EXERCISES:
1 – From the passage on the Music of Life label, list every person it names as holding a role at the label, with that role.
2 – Continue the passage on the Music of Life label beyond its final sentence.

PASSAGE PROVIDED:
● ● ● ●
- Parent company: Music Manager (company) (owner)
- Founded: 1986
- Founder: Simon Harris; DJ Froggy;
- Status: Inactive
- Distributor: Music Manager
- Genre: UK rap
- Country of origin: United Kingdom
- Official website: musicoflife.com

= Music of Life =

British independent music label

Music of Life is a British independent hip hop and dance music label formed in 1986 by Froggy and Simon Harris, managed by Chris France.

At first, the label licensed new rap music from US production company Powerplay for the first compilation album Def Beats 1, but as an addition to the US material, Harris produced an extra track under his own 'Music of Life Productions' recorded in London by the label's A&R man Derek Boland. "Rock the Beat" by Derek B created a demand for British hip-hop; the label signed artists including the Demon Boyz and Daddy Freddy.
● ● ● ●
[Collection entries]
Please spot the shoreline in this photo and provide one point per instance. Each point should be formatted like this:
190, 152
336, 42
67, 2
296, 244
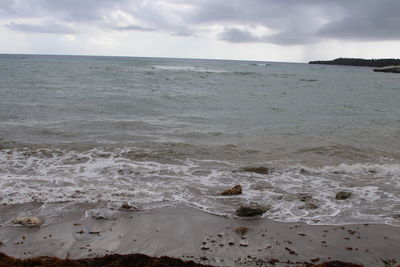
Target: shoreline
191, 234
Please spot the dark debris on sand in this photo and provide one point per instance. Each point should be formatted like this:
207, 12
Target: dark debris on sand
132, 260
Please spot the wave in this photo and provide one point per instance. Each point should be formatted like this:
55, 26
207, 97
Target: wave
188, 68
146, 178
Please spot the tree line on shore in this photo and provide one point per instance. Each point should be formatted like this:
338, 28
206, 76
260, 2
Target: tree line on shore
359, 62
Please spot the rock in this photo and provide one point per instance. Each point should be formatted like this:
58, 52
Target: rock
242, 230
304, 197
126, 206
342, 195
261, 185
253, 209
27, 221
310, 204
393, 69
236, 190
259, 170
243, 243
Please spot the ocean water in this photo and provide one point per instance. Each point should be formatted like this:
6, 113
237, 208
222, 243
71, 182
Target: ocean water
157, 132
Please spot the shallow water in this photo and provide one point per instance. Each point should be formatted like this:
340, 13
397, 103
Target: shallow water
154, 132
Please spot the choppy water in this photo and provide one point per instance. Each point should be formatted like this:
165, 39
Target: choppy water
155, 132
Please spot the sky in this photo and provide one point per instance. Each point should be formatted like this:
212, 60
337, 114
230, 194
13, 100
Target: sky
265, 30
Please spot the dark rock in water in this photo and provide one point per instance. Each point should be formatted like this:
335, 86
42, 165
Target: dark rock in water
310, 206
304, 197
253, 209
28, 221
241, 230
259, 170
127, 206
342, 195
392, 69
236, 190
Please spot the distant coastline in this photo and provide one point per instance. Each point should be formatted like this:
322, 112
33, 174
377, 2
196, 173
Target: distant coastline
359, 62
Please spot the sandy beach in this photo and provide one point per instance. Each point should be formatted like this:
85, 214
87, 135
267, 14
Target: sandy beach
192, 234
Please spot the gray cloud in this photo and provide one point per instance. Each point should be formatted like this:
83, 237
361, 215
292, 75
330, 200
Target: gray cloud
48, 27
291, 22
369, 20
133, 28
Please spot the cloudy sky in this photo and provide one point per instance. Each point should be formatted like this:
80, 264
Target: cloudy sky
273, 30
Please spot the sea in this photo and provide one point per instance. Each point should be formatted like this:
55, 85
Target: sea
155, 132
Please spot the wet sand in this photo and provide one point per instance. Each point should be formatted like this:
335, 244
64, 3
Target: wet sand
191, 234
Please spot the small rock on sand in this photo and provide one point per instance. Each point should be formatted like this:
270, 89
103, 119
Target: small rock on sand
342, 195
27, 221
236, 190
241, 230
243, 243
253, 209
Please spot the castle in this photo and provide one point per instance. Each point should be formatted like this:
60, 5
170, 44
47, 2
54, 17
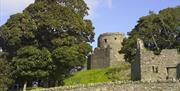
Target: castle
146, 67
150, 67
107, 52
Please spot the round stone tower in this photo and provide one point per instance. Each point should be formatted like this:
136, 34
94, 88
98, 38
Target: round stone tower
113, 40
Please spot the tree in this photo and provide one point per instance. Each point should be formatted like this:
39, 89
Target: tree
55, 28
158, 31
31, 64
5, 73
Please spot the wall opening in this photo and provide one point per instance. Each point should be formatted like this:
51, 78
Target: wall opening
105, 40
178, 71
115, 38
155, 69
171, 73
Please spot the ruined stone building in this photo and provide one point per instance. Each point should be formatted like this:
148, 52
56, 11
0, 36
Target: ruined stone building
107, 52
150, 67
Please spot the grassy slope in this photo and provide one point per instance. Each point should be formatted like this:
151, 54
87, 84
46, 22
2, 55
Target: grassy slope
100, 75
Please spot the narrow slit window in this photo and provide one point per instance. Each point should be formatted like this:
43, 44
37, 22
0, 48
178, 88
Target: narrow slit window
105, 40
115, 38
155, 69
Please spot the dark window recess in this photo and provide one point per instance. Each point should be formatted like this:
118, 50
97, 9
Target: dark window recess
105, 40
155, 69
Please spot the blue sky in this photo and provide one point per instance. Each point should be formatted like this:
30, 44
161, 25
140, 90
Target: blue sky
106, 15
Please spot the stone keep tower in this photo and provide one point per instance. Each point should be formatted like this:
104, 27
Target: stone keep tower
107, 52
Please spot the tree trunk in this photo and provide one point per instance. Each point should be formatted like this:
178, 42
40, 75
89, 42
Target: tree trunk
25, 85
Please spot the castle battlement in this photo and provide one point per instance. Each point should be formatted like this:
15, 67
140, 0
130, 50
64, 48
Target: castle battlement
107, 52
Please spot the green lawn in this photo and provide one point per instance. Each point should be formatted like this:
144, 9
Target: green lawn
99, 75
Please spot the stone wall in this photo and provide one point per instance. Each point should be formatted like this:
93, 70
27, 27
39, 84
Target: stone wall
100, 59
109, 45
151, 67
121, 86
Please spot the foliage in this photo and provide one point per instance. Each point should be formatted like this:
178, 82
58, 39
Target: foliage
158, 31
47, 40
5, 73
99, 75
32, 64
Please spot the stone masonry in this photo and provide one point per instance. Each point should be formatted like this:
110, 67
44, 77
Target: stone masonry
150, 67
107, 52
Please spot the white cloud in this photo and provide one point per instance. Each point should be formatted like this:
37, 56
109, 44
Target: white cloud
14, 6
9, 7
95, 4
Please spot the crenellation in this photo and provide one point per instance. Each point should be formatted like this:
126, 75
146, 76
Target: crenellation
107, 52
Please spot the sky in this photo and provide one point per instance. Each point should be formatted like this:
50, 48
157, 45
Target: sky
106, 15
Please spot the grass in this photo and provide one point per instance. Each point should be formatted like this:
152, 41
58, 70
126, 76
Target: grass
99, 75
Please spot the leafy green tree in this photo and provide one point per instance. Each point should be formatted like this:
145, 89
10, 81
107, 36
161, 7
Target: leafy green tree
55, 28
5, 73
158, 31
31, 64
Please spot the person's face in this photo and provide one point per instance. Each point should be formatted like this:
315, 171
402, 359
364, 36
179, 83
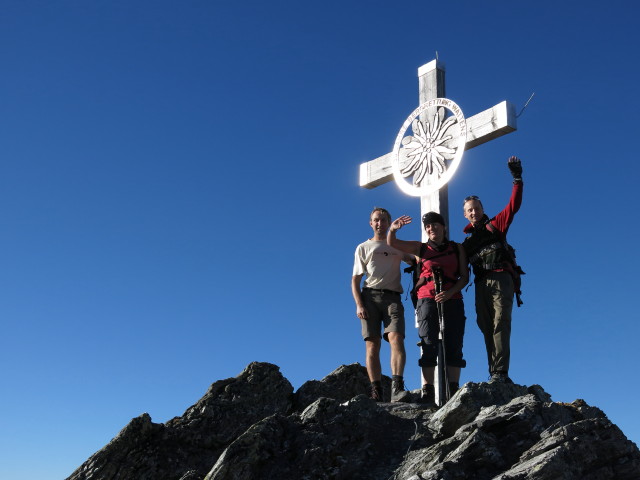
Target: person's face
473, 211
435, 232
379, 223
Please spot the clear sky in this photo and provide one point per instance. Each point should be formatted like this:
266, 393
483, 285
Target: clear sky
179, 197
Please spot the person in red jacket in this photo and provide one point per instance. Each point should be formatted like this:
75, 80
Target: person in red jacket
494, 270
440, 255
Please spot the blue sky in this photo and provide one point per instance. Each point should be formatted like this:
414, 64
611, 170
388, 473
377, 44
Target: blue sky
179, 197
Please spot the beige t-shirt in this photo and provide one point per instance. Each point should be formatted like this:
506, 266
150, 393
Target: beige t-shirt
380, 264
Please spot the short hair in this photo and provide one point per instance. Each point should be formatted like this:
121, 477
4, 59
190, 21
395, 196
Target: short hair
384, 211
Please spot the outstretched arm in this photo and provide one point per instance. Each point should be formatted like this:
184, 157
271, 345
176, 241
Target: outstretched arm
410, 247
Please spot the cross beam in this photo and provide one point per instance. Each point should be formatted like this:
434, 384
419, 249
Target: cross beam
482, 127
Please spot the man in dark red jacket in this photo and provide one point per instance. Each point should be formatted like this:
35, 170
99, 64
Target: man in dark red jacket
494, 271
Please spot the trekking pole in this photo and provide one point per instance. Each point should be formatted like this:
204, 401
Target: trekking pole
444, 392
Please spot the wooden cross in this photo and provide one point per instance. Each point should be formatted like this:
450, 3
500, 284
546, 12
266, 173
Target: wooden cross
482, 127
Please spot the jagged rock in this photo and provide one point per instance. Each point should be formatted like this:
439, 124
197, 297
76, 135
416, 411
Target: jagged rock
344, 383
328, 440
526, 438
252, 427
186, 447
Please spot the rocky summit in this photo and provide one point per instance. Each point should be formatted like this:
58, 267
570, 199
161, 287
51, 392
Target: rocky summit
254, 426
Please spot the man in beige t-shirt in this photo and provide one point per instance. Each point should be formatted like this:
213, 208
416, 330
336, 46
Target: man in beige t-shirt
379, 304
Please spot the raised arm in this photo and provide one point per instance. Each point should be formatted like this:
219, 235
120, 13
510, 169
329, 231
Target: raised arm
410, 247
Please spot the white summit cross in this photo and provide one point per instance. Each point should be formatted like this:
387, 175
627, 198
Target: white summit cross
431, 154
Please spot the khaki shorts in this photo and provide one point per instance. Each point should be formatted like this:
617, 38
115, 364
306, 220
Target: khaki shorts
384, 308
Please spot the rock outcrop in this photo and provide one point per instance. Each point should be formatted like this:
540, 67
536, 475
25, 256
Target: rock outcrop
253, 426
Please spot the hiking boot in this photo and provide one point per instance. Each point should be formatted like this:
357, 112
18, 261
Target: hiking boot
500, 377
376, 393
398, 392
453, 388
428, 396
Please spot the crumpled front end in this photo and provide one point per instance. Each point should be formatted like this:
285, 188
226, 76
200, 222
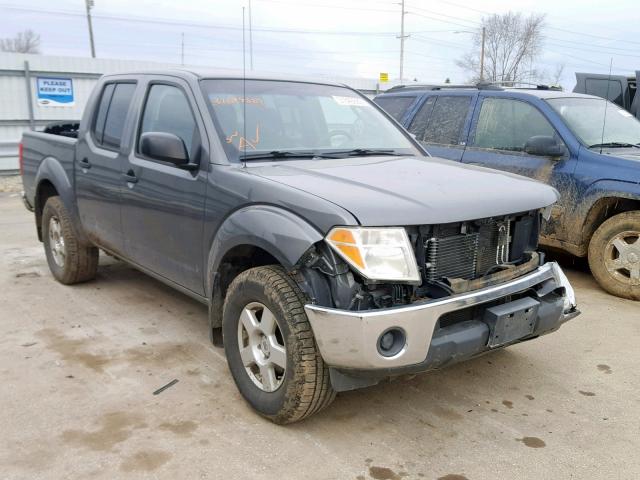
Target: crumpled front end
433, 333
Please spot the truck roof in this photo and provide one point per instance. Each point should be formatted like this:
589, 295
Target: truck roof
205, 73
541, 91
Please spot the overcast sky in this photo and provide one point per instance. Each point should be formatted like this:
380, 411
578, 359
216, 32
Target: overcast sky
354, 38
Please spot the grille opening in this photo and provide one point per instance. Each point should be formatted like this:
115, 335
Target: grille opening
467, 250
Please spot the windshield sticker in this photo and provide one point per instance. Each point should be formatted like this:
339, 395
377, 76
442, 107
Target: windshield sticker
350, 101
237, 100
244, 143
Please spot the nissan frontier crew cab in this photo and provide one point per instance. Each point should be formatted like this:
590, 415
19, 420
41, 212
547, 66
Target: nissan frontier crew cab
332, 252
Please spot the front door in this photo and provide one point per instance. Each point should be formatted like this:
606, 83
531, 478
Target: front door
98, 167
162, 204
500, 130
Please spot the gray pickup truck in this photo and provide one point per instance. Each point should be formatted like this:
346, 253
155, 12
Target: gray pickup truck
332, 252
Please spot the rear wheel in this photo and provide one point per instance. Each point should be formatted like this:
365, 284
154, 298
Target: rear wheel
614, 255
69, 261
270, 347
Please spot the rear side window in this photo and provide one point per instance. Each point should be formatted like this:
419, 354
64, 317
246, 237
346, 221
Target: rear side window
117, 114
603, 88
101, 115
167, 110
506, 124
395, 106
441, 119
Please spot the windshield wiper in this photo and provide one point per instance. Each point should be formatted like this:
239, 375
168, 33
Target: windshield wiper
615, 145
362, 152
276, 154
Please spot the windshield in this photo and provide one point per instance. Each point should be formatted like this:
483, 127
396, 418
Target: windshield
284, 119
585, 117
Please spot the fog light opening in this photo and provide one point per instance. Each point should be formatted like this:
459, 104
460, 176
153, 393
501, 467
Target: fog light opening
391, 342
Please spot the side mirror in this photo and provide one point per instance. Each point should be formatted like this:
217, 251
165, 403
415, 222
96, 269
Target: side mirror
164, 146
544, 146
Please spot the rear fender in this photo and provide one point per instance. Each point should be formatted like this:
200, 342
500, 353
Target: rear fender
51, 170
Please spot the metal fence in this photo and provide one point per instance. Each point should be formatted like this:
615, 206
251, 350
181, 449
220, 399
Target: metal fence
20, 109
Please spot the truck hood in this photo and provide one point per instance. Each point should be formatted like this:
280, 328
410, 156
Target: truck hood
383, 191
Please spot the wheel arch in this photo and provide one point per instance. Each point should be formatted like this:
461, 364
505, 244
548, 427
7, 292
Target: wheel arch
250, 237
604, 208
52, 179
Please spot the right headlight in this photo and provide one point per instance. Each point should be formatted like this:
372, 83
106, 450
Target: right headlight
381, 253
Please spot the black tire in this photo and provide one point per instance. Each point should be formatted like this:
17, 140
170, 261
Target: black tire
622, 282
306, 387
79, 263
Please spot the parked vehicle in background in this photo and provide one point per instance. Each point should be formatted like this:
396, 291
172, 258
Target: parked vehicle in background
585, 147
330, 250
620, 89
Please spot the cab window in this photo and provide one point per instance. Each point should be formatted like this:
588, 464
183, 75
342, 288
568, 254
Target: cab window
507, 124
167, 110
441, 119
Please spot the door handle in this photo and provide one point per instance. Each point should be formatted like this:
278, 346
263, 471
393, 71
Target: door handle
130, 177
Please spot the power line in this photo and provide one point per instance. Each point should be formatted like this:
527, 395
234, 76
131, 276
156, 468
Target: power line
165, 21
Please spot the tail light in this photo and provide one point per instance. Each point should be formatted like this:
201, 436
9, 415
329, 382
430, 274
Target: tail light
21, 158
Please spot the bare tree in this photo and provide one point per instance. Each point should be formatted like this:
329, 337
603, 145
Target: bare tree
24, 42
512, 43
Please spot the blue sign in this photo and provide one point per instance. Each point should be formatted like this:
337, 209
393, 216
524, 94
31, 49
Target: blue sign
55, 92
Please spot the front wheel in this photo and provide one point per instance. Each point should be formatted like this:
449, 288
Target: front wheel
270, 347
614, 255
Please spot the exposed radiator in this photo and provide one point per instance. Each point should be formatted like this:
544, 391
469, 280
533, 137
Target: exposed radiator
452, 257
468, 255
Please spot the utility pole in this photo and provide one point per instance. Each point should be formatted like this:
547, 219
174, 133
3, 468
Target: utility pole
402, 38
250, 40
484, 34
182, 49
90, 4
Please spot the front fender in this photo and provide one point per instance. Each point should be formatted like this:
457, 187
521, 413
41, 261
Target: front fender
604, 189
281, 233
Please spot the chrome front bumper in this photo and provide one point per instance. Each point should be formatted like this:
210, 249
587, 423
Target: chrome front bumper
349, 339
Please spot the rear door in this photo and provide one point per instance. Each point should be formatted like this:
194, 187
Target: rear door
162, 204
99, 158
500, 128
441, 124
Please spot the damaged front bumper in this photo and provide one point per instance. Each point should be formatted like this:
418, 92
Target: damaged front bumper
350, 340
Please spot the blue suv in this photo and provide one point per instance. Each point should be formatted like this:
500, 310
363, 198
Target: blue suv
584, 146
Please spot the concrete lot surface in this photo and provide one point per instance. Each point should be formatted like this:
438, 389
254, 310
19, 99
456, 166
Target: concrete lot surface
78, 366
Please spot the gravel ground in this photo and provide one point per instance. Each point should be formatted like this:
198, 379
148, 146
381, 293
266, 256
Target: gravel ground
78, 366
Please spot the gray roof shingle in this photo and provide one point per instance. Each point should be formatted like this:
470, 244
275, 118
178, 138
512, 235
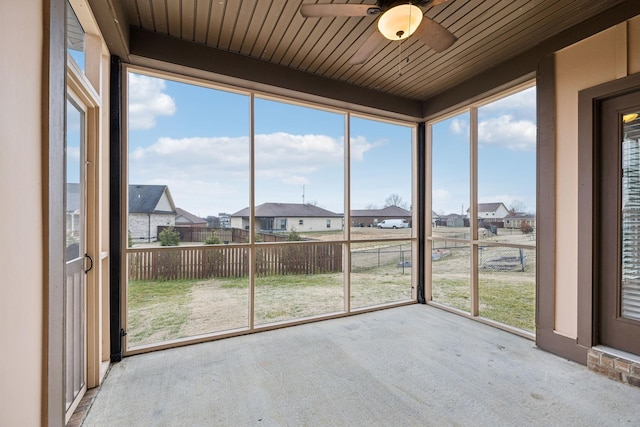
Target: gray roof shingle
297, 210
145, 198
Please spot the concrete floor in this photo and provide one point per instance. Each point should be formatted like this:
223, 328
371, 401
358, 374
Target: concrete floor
● ● ● ●
ANSWERS FOR THE TASKS:
1 –
- Froggy (DJ Froggy): co-founder
- Simon Harris: co-founder, who also produced an extra track for Def Beats 1
- Chris France: manager
- Derek Boland (Derek B): A&R man

2 –
Music Week wrote in 1988 that Music of Life was "the most successful hip hop label in the UK right now." Record Mirror identified Music of Life as one of the few hip hop labels "to believe in home grown talent." In 1989, Studio Week magazine called Music of Life "the foremost rap label in this country at the moment."

Furthermore, in 1989, Music of Life expanded its portfolio with the launch of its sister label, Living Beat. Specialising in dance music, house, and pop recordings, Living Beat achieved chart success with releases such as "Supermarioland", which reached No. 9 on the UK Singles Chart. Notable contributions include Harris's collaboration with Nintendo under the pseudonym 'Ambassadors of Funk', Samantha Fox's "Go for the Heart", and facilitating Prince's first UK No. 1 single, "The Most Beautiful Girl in the World".

The label's founder, Harris, is credited with producing a series of breakbeat albums, comprising 12 volumes of Beats, Breaks & Scratches. Collaborations with prominent artists such as Norman Cook (Fatboy Slim), Paul Oakenfold, Afrika Bambaataa, and George Clinton have resulted in the production and release of similar influential albums, all of which formed an integral part of the Music of Life catalogue.

==Artists roster==
The Music of Life catalog includes songs from:

- MC Duke & DJ Leader 1
- She Rockers (featuring Betty Boo)
- Daddy Freddy
- Asher D
- Tenor Fly
- Nitty Gritty
- Derek B
- Hijack
- Hardnoise
- Norman Cook
- Paul Oakenfold
- George Clinton
- Simon Harris (label founder)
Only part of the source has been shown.